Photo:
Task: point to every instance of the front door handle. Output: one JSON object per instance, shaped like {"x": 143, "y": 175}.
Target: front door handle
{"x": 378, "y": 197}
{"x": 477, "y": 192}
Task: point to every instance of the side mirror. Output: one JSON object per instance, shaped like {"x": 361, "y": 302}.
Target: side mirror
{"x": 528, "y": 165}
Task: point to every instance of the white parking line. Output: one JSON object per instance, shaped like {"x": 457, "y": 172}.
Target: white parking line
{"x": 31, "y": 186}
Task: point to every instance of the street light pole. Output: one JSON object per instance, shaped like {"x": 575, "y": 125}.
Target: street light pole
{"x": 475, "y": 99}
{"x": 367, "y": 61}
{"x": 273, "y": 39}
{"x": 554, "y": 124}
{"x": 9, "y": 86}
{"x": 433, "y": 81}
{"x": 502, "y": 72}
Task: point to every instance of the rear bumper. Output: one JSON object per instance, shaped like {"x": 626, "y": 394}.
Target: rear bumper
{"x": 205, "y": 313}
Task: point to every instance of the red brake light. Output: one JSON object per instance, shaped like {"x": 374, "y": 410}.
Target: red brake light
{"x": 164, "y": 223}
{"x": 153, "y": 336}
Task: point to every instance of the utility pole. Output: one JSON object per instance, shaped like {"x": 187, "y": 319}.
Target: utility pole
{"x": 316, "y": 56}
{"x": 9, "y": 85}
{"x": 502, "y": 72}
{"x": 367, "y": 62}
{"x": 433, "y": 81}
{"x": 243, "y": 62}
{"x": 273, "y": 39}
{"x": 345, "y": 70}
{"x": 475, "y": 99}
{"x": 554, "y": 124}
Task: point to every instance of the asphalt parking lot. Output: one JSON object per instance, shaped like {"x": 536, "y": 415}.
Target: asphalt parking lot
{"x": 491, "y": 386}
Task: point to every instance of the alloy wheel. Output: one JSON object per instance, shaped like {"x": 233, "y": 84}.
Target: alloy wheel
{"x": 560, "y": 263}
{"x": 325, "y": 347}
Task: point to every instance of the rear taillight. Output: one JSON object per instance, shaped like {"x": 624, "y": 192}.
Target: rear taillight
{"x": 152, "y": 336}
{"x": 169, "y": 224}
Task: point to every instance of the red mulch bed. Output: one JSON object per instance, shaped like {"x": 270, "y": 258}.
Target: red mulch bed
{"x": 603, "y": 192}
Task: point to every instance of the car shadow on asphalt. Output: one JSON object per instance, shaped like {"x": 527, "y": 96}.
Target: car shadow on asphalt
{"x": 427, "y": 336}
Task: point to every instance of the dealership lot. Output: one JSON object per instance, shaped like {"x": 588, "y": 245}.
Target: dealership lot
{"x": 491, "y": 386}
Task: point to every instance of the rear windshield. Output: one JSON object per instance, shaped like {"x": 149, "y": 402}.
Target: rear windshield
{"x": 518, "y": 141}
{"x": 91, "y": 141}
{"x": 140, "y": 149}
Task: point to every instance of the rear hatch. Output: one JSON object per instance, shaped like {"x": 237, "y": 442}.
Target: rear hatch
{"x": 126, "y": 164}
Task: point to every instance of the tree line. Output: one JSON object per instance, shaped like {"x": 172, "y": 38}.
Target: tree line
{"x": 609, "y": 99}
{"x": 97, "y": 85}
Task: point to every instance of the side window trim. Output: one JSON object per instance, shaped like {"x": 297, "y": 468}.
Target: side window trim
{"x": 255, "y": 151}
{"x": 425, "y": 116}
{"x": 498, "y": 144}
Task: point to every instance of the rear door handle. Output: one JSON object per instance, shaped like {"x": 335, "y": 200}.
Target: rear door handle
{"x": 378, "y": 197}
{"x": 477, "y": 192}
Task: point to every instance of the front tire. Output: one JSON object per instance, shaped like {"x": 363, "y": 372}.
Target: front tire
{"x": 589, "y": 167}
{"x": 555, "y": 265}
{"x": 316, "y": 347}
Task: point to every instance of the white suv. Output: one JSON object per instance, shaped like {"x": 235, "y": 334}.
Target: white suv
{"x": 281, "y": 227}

────────

#### Directions:
Rewrite all of the rows above as a numbered list, with any blank lines removed.

#### Exercise output:
1. Photo:
2. Task: point to every instance of the front door handle. Output: one JSON object per instance, shaped like {"x": 143, "y": 175}.
3. Target: front door handle
4. {"x": 378, "y": 197}
5. {"x": 477, "y": 192}
6. Task: point to every instance of the side mirror. Output: one JSON object per instance, shaped like {"x": 361, "y": 302}.
7. Target: side mirror
8. {"x": 528, "y": 165}
9. Task: point to every instance of the white parking line. Output: one JSON object per instance, shaped like {"x": 457, "y": 172}.
10. Target: white parking line
11. {"x": 31, "y": 186}
12. Task: point to every instance of the street light pole. Output: one JSON object per instance, shaped like {"x": 575, "y": 125}.
13. Target: street light pole
14. {"x": 475, "y": 99}
15. {"x": 367, "y": 61}
16. {"x": 273, "y": 39}
17. {"x": 554, "y": 124}
18. {"x": 9, "y": 86}
19. {"x": 433, "y": 81}
20. {"x": 502, "y": 72}
21. Task: point to every instance of the rear bumper. Output: one JSON object per instance, shaped like {"x": 626, "y": 394}.
22. Target: rear bumper
23. {"x": 205, "y": 313}
24. Task: point to every instance of the red brake light. Output: one JSON object per instance, shaped like {"x": 374, "y": 410}.
25. Target: red brake light
26. {"x": 164, "y": 223}
27. {"x": 153, "y": 336}
28. Task: point to every instance of the utility pole. Output: one JSON object per instance, shaped like {"x": 187, "y": 319}.
29. Target: utility pole
30. {"x": 316, "y": 56}
31. {"x": 9, "y": 85}
32. {"x": 502, "y": 72}
33. {"x": 367, "y": 62}
34. {"x": 433, "y": 81}
35. {"x": 243, "y": 62}
36. {"x": 273, "y": 39}
37. {"x": 345, "y": 70}
38. {"x": 475, "y": 99}
39. {"x": 554, "y": 124}
40. Task: point to every instance of the asphalt parking lot. Output: one JSON object per instance, shaped like {"x": 536, "y": 415}.
41. Target: asphalt parking lot
42. {"x": 491, "y": 386}
43. Task: point to every instance of the alloy wheel. Output: one JSON object per instance, shaped like {"x": 233, "y": 84}.
44. Target: alloy wheel
45. {"x": 560, "y": 263}
46. {"x": 325, "y": 347}
47. Task: point to every instance of the rear taillight. Output: one JSON object per instance, shaped like {"x": 624, "y": 192}.
48. Target: rear taillight
49. {"x": 152, "y": 336}
50. {"x": 169, "y": 224}
51. Task: point to every instance of the red mulch bed. Output: one JSON object per instance, shaped like {"x": 270, "y": 258}.
52. Target: red mulch bed
53. {"x": 603, "y": 192}
54. Task: point to every instance of the car shadow on asphalt. Output: one JSON object per instance, shaped like {"x": 527, "y": 96}.
55. Target: car shadow on asphalt
56. {"x": 427, "y": 336}
57. Task: point to every instance of the dealership lot. Output: one JSON object per instance, shaped like {"x": 588, "y": 245}.
58. Target: dealership lot
59. {"x": 491, "y": 386}
60. Task: point to every instance of the rear windshield. Output: one JSON object per instance, shaped like {"x": 149, "y": 402}.
61. Target: rear windshield
62. {"x": 518, "y": 141}
63. {"x": 91, "y": 141}
64. {"x": 140, "y": 149}
65. Task: point to every instance of the rear hatch. Output: one JSON object per instance, shaped like {"x": 237, "y": 442}.
66. Target: rear hatch
67. {"x": 126, "y": 164}
68. Task: point to every instance of the tree line. Output: one JSON object per instance, shaped like {"x": 172, "y": 38}.
69. Target: tree line
70. {"x": 609, "y": 99}
71. {"x": 97, "y": 85}
72. Task: point to every instance of the side window trim. Output: one JSON object per instance, shaped like {"x": 297, "y": 468}.
73. Target: side window trim
74. {"x": 255, "y": 151}
75. {"x": 425, "y": 116}
76. {"x": 498, "y": 144}
77. Task: point to every instance of the rear door handle. Output: one JSON object per instance, shaped like {"x": 335, "y": 200}.
78. Target: rear door handle
79. {"x": 378, "y": 197}
80. {"x": 477, "y": 192}
81. Task: point to every instance of the front tire. Output: one JSON object per instance, shaped like {"x": 363, "y": 372}.
82. Target: front tire
83. {"x": 589, "y": 167}
84. {"x": 555, "y": 265}
85. {"x": 316, "y": 347}
86. Task: point to every instance of the white suv. Output: one JSON object per instance, shaped like {"x": 235, "y": 334}.
87. Target: white suv
88. {"x": 281, "y": 227}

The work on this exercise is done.